• [Brief A] Translate this sentence from the beach fire passage into Spanish: "But when the sun started to drop toward the horizon, so did the temperatures."

• [Document passage]
--- BEGIN ---

Earlier this week our late-October weather was perfect. With blue skies and light breezes, it was the day we’d been waiting for to have an evening beach fire where the children could gobble down s’mores, enjoy a sunset, and get tired out before bedtime.
By 6:00 pm the winds had picked up and Lake Michigan was working up a good chop, but we did as planned and had a great time. Emerald, still battling a bad cold, was wrapped snugly, content to sit in Louisa’s lap sucking on a pacifier. (Mama Birgitta was attending her university classes.)
As the 3 children raced across the sand toward the ice-cold water, Adam’s one caution was short and clear: “Don’t get your feet wet!”
But when the sun started to drop toward the horizon, so did the temperatures. That’s when the little ones began to feel the full effect of romping too close to disobedience as their wet feet stung with the cold.
By the time we got home, toes were bright red and throbbing. Maybe a lesson in obedience was learned, but it’s probable they’ll have to relearn it again and again.
Skylar, Micah, and Autumn aren’t the only ones with a bent toward doing their own thing rather than heeding the warnings of an authority figure. All of us are in that camp. As adults, when we arrive at the painful consequences of our own poor decisions, we usually feel badly about them and accept blame for the cost of our disobedience. But when we end up waging the same battle again and again, we get downright disgusted with ourselves.

--- END ---

• [Brief B] In the rows, rewrite the stretch from the line containing "Can you find the window frame?" through the end of the rows, changing "Provide" to "Give" and leaving everything else as it is. Return only that stretch.

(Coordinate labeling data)
--- BEGIN ---

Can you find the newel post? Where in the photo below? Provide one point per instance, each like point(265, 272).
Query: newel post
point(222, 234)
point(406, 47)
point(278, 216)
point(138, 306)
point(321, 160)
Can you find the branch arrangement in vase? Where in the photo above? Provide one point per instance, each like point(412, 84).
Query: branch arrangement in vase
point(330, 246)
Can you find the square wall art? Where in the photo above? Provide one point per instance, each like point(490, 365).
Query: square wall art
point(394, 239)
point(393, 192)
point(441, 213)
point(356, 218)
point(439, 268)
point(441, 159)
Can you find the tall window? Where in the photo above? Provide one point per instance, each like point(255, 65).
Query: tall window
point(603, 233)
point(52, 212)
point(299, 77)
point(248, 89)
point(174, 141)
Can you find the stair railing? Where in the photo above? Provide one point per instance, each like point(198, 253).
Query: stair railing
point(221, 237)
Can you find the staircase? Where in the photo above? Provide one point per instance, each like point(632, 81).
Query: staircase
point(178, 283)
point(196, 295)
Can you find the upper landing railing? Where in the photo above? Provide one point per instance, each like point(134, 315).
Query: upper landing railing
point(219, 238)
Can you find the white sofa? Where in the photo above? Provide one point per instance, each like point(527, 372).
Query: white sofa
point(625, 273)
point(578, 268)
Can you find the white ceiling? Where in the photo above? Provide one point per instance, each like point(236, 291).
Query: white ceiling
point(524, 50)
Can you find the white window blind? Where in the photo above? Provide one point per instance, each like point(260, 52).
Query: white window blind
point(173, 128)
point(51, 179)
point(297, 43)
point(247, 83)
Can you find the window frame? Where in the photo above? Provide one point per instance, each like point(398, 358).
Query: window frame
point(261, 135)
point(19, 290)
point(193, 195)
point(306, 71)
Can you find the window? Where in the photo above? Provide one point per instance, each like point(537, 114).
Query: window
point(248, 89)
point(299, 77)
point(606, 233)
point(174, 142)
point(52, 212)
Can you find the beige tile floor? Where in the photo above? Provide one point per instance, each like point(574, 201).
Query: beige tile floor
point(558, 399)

--- END ---

• [Exercise output A] Pero cuando el sol empezó a bajar hacia el horizonte, también bajaron las temperaturas.

• [Exercise output B]
Can you find the window frame? Where in the photo above? Give one point per instance, each like point(398, 358).
Query: window frame
point(261, 135)
point(19, 290)
point(193, 195)
point(306, 71)
Can you find the window? Where in the photo above? Give one point per instance, each like point(537, 114).
Query: window
point(248, 89)
point(299, 77)
point(606, 233)
point(174, 142)
point(52, 212)
Can you find the beige tile floor? Where in the photo above? Give one point per instance, each like point(574, 201).
Query: beige tile floor
point(558, 399)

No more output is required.